Exercise task
Copy the lines verbatim, beginning with the line that contains "white background with a single marker." and continuing through the end of the data, and only those lines.

Source material

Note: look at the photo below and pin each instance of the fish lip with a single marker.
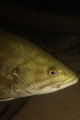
(69, 82)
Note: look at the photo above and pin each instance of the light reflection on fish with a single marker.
(27, 70)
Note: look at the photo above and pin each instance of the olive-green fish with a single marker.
(27, 70)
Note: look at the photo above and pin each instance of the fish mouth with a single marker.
(66, 83)
(52, 88)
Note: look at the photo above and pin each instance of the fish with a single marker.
(27, 70)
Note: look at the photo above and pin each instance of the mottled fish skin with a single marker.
(27, 70)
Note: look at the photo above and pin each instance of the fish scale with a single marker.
(26, 69)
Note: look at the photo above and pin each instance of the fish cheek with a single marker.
(23, 73)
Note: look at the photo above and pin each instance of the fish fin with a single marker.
(6, 99)
(5, 87)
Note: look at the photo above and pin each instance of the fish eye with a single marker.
(52, 72)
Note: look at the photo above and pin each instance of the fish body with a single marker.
(26, 70)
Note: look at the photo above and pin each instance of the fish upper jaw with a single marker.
(52, 88)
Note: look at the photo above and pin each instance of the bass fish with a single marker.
(26, 69)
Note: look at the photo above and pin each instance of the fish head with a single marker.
(50, 76)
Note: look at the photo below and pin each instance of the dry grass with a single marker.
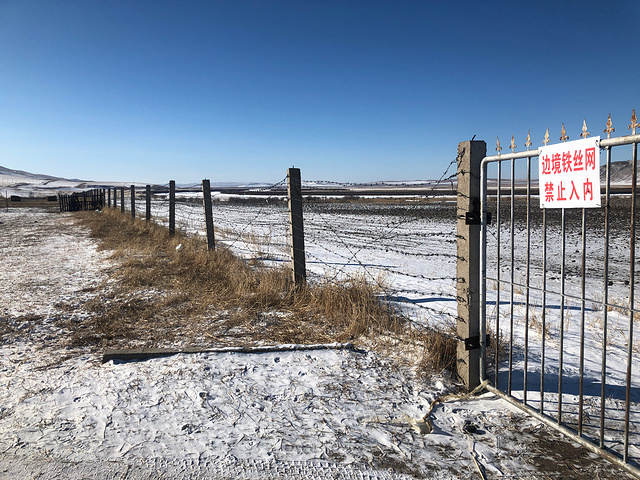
(164, 296)
(214, 294)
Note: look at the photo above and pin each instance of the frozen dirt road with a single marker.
(333, 413)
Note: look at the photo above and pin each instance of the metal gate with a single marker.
(557, 299)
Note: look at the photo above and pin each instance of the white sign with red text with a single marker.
(570, 174)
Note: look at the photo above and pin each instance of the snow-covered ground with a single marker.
(319, 413)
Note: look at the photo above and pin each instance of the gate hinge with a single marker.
(473, 343)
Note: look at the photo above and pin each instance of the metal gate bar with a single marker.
(567, 298)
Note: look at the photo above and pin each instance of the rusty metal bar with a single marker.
(544, 306)
(632, 263)
(605, 299)
(498, 226)
(527, 281)
(582, 313)
(562, 305)
(512, 268)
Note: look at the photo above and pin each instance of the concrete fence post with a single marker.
(208, 213)
(148, 203)
(470, 155)
(296, 230)
(133, 201)
(172, 207)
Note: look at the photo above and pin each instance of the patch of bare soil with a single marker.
(57, 286)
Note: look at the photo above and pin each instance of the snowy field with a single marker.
(314, 413)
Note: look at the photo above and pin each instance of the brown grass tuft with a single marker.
(195, 296)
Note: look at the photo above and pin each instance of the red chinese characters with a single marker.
(570, 174)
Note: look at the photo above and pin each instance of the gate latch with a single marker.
(473, 218)
(473, 343)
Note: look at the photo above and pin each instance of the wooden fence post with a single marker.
(470, 155)
(133, 201)
(148, 199)
(208, 213)
(172, 207)
(296, 230)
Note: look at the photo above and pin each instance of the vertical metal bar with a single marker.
(483, 272)
(632, 261)
(582, 312)
(147, 197)
(497, 340)
(208, 213)
(133, 201)
(605, 298)
(562, 305)
(296, 229)
(544, 305)
(172, 207)
(511, 290)
(526, 303)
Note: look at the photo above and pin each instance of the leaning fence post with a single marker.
(133, 201)
(172, 207)
(148, 202)
(208, 213)
(470, 155)
(294, 190)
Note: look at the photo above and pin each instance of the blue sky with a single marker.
(348, 91)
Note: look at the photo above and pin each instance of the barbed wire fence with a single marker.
(408, 251)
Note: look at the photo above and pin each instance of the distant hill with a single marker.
(7, 172)
(621, 173)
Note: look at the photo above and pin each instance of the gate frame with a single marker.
(603, 451)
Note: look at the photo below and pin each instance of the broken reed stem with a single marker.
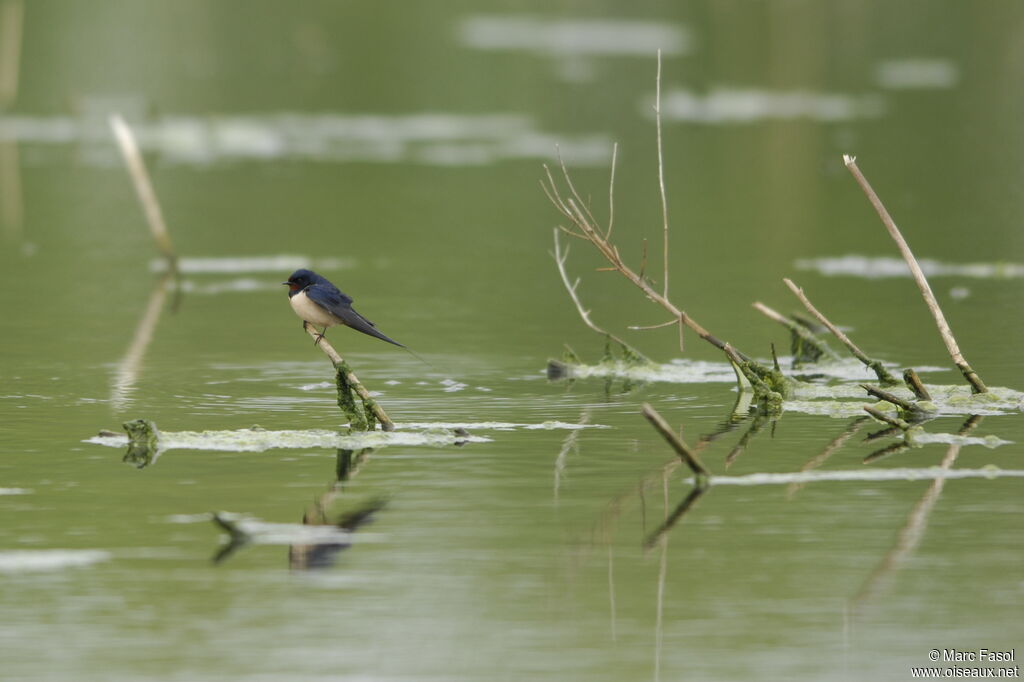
(885, 378)
(977, 386)
(346, 376)
(143, 187)
(685, 454)
(570, 287)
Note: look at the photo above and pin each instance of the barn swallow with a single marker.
(318, 302)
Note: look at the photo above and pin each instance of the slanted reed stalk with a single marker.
(143, 187)
(977, 386)
(885, 378)
(347, 381)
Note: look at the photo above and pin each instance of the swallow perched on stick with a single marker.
(318, 302)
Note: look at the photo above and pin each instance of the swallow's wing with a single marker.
(340, 305)
(329, 298)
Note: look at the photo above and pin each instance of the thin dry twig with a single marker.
(885, 378)
(570, 287)
(143, 188)
(972, 377)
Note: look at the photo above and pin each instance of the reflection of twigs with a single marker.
(676, 514)
(569, 444)
(820, 458)
(817, 348)
(919, 275)
(143, 187)
(885, 378)
(237, 538)
(127, 373)
(570, 287)
(685, 454)
(916, 522)
(756, 425)
(11, 28)
(345, 375)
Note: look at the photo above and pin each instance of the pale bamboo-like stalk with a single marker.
(11, 30)
(885, 378)
(143, 187)
(340, 366)
(128, 369)
(660, 183)
(972, 377)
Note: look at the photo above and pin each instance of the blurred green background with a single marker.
(397, 148)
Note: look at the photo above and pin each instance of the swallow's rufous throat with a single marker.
(318, 302)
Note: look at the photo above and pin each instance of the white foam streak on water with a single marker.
(573, 37)
(916, 74)
(871, 267)
(930, 473)
(724, 104)
(238, 264)
(249, 440)
(14, 561)
(431, 138)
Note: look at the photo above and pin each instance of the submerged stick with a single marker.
(347, 379)
(977, 386)
(143, 187)
(677, 443)
(885, 378)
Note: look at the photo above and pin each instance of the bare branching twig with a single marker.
(570, 287)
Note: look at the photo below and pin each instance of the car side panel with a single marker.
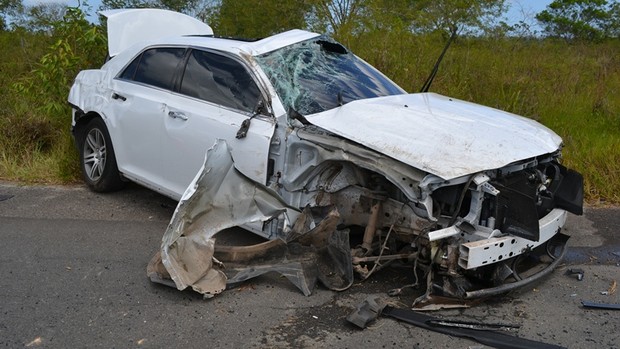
(187, 139)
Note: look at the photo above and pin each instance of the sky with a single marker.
(520, 10)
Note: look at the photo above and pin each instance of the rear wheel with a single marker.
(97, 158)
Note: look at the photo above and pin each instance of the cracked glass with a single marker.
(320, 74)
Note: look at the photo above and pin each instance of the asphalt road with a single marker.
(72, 275)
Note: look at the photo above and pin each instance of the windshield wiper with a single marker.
(429, 81)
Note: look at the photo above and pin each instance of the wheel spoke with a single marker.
(91, 141)
(94, 154)
(88, 158)
(93, 172)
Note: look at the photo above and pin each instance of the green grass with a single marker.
(572, 88)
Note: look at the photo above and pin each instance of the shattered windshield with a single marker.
(321, 74)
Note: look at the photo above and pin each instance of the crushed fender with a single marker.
(220, 198)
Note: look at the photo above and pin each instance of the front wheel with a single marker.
(97, 158)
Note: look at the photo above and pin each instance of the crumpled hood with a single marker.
(437, 134)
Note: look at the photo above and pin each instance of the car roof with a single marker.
(131, 29)
(236, 46)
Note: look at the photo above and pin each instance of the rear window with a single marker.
(155, 67)
(221, 80)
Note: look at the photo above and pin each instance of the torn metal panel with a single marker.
(311, 249)
(219, 198)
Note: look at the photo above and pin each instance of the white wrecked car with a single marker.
(310, 147)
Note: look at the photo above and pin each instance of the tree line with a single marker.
(567, 19)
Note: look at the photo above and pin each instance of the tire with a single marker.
(97, 159)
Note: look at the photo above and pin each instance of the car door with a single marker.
(138, 105)
(217, 93)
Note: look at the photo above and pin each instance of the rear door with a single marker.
(139, 108)
(217, 92)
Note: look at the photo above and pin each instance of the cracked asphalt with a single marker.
(73, 275)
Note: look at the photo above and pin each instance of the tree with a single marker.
(580, 19)
(8, 8)
(457, 15)
(41, 17)
(258, 18)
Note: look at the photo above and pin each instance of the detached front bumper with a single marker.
(483, 252)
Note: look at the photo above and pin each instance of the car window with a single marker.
(221, 80)
(320, 74)
(155, 67)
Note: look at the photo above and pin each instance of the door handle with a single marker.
(117, 96)
(177, 115)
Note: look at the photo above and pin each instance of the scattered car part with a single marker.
(595, 305)
(490, 338)
(473, 325)
(373, 307)
(577, 272)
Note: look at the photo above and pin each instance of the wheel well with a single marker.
(82, 120)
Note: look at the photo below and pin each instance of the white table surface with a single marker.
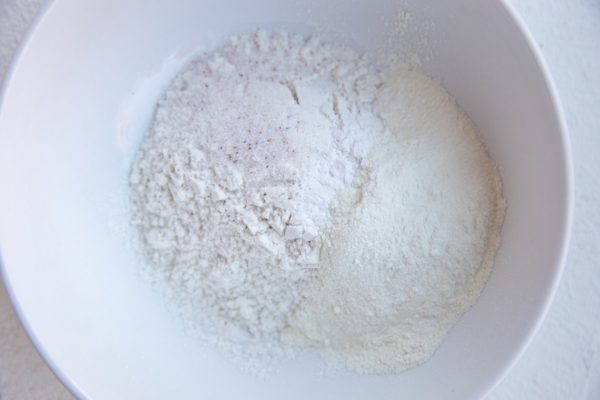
(563, 361)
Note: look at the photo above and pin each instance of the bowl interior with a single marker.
(76, 108)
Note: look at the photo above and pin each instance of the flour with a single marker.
(411, 247)
(231, 189)
(288, 194)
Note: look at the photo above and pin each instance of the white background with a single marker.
(563, 362)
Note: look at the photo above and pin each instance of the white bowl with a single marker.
(75, 106)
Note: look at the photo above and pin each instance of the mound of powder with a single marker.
(411, 246)
(232, 187)
(291, 195)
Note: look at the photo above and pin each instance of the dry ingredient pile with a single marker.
(291, 195)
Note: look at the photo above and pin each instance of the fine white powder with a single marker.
(231, 189)
(289, 194)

Full response
Note: look at the photo above and pin each instance of the white background with a single marker.
(563, 362)
Note: look at the photo above and pin each instance of the white bowl with a single marker.
(75, 106)
Note: look at the photo above and pin each instance of the mound of powder with a single marker.
(411, 246)
(232, 187)
(291, 195)
Note: look at the photo above and pin each instance of the dry ingredient pile with a single marker.
(291, 195)
Note: look at the photo above and pin each instance of the fine white powder with a single marker.
(231, 189)
(289, 194)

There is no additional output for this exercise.